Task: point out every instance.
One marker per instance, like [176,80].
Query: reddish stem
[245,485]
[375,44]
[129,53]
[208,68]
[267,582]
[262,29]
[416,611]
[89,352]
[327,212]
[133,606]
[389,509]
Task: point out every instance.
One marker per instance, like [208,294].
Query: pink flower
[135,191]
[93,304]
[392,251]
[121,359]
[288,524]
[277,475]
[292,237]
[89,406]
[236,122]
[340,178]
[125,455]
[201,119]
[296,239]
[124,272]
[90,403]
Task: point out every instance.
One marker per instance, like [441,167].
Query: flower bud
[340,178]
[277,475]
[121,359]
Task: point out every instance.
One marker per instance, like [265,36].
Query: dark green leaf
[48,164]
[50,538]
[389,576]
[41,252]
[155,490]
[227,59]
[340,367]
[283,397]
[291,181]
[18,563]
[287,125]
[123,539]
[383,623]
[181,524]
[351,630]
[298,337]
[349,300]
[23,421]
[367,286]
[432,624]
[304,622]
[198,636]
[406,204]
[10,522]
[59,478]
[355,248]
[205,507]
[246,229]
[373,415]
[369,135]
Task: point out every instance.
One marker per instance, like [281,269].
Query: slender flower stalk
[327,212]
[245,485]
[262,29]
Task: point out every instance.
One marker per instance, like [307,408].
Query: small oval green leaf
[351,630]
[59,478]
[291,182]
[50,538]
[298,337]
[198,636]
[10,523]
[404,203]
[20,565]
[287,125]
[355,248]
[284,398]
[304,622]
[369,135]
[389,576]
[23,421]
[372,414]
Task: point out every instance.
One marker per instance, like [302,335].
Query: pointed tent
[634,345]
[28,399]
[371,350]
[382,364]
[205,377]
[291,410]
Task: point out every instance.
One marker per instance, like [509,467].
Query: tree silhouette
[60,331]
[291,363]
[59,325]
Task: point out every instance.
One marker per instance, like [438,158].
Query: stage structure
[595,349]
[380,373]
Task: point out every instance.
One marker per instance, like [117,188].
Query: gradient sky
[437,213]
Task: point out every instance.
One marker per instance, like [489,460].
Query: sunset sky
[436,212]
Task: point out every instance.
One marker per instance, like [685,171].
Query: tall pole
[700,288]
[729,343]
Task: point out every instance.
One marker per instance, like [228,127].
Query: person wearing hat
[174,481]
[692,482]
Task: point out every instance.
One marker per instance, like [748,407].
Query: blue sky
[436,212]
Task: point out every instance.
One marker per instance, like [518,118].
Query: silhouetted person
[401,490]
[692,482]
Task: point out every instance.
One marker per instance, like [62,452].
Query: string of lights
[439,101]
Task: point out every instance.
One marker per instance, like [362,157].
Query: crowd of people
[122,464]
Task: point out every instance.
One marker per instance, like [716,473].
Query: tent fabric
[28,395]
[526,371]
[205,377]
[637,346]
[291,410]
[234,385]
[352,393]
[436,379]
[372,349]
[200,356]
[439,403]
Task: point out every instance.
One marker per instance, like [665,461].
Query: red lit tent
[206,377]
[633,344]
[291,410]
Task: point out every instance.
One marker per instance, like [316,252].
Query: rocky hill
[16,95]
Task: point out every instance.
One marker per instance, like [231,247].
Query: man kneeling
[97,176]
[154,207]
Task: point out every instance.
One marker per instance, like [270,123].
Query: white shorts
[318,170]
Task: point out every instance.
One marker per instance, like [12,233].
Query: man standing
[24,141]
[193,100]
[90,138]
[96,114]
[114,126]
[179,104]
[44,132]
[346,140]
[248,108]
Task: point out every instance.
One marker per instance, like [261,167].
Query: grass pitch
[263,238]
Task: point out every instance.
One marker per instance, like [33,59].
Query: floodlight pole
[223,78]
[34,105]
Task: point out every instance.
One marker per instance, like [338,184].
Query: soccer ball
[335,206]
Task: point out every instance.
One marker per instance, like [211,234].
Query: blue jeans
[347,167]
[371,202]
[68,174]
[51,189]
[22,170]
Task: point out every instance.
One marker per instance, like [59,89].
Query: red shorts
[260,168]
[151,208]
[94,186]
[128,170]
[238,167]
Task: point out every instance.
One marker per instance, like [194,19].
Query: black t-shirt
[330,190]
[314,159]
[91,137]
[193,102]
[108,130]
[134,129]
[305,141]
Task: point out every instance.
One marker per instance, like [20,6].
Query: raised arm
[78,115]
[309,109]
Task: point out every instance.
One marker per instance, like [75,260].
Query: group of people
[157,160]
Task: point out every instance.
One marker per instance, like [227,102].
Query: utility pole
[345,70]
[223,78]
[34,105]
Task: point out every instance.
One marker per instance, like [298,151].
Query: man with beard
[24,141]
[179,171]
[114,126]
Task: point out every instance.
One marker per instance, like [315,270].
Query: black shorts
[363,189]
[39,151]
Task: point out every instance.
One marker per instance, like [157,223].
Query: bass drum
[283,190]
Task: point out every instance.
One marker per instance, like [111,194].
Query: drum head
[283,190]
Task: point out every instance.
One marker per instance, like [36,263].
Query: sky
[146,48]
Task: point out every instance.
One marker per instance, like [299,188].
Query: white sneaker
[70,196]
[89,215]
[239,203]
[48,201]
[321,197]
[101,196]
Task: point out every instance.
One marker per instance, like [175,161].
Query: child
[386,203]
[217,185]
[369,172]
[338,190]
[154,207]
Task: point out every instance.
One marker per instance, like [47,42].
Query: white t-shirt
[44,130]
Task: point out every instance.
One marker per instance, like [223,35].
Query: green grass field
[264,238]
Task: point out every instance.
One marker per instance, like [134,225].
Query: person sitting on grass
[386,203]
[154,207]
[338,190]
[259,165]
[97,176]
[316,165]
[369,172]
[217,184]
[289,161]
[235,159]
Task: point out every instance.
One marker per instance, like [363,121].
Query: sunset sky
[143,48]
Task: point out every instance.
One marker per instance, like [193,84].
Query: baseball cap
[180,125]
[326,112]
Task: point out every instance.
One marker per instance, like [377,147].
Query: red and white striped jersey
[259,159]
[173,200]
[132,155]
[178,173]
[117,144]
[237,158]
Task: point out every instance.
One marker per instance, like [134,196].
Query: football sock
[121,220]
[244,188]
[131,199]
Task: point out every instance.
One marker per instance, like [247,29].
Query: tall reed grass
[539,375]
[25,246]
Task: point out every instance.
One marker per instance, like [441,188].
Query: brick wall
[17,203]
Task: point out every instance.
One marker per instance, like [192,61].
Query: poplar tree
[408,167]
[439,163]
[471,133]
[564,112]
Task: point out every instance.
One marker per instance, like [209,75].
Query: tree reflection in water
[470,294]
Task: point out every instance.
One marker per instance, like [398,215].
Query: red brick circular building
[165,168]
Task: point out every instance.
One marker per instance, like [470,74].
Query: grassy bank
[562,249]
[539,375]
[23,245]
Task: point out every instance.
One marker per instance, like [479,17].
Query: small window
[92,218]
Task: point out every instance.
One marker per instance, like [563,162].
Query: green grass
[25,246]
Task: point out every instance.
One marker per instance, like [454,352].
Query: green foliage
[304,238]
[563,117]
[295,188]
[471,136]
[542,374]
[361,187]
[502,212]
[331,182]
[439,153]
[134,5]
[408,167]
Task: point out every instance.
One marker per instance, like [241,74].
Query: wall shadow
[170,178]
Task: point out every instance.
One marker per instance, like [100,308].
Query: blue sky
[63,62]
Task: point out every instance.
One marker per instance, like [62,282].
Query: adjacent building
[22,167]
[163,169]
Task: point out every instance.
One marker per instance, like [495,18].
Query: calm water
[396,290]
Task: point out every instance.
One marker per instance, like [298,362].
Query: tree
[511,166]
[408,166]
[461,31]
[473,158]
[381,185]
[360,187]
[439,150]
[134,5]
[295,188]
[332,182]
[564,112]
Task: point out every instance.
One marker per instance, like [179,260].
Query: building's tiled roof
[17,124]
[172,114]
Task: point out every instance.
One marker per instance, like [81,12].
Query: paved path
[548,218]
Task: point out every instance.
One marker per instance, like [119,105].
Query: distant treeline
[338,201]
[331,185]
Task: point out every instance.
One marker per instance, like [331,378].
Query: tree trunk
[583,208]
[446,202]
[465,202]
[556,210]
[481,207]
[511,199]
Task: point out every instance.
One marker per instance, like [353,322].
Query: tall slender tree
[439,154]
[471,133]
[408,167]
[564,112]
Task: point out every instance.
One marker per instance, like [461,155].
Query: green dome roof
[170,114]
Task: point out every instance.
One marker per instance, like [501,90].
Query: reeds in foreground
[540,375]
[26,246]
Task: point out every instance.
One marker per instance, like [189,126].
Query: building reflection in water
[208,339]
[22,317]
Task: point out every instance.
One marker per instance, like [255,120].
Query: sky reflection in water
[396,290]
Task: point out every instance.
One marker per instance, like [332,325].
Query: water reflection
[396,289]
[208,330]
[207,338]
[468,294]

AIM OF THE EXERCISE:
All lines from the one that contains "One marker per instance, like [353,322]." to the end of the records above are to be copied exactly; leave out the rest.

PROBLEM SOLUTION:
One marker per instance, like [353,322].
Query: tall slender tree
[439,154]
[471,133]
[408,167]
[564,112]
Task: point out every instance.
One marker per instance, like [461,155].
Query: green dome roof
[170,114]
Task: point out every instance.
One marker per instance, like [501,90].
Query: reeds in foreground
[540,375]
[26,246]
Task: point out every instance.
One marker per instance, like [189,126].
Query: building reflection in water
[208,339]
[22,317]
Task: point out every instance.
One marker per instance, like [255,120].
Query: sky reflection in water
[396,290]
Task: point out every instance.
One marker per instance, like [332,325].
Query: water reflection
[396,289]
[208,330]
[207,338]
[468,294]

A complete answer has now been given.